[SOURCE TEXT — start]
Tuesday, 15 February 2011

Aaaargh! Resin kits

Hello again.

So here it is .... the model I've been dreading!Guess what..... it was as tricky as I'd expected. I've now built 2 of these bad boys, the first one was an utter pain.
If you've never built a resin model before then this is not a good choice for a first go, I'd recommend a more organic model, eg warboss on bike or chaos sorcerer, I found both of these to be much more forgiving with their curves and rumples.
The biggest issue with the drop pod is the inevitable warping of the parts, an unfortunate but unavoidable side effect of the casting process. This manifests with glaring obviousness in the 3 vertical vanes which form the frame of the model, the solution.... submerge all the parts in very warm soapy water, this will soften the parts in a couple of minutes so you can reshape them into nice straight (or nearly so...) vanes instead of grey bananas!! At the same time you need to wash the pieces so as to remove as much of the residue lubricant from the casting process. Leaving this infernal substance on the parts will dramatically reduce the adhesion of paint, as I discovered with my first attempt at a resin model!
[SOURCE TEXT — finish]
■ **SET OF TASKS**
a – Extract everything in the resin kits post from "Tuesday, 15 February" down to "curves and rumples.", keeping every word unchanged.
b – In the resin kits post, what happens to paint if the residue lubricant is left on the parts?
[EXTRACTED RECORDS — start]
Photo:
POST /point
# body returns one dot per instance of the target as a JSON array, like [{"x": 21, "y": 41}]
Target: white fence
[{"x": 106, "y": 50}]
[EXTRACTED RECORDS — finish]
■ **ANSWERS FOR THE TASKS**
a –
Tuesday, 15 February 2011

Aaaargh! Resin kits

Hello again.

So here it is .... the model I've been dreading!Guess what..... it was as tricky as I'd expected. I've now built 2 of these bad boys, the first one was an utter pain.
If you've never built a resin model before then this is not a good choice for a first go, I'd recommend a more organic model, eg warboss on bike or chaos sorcerer, I found both of these to be much more forgiving with their curves and rumples.

b – The adhesion of paint is dramatically reduced.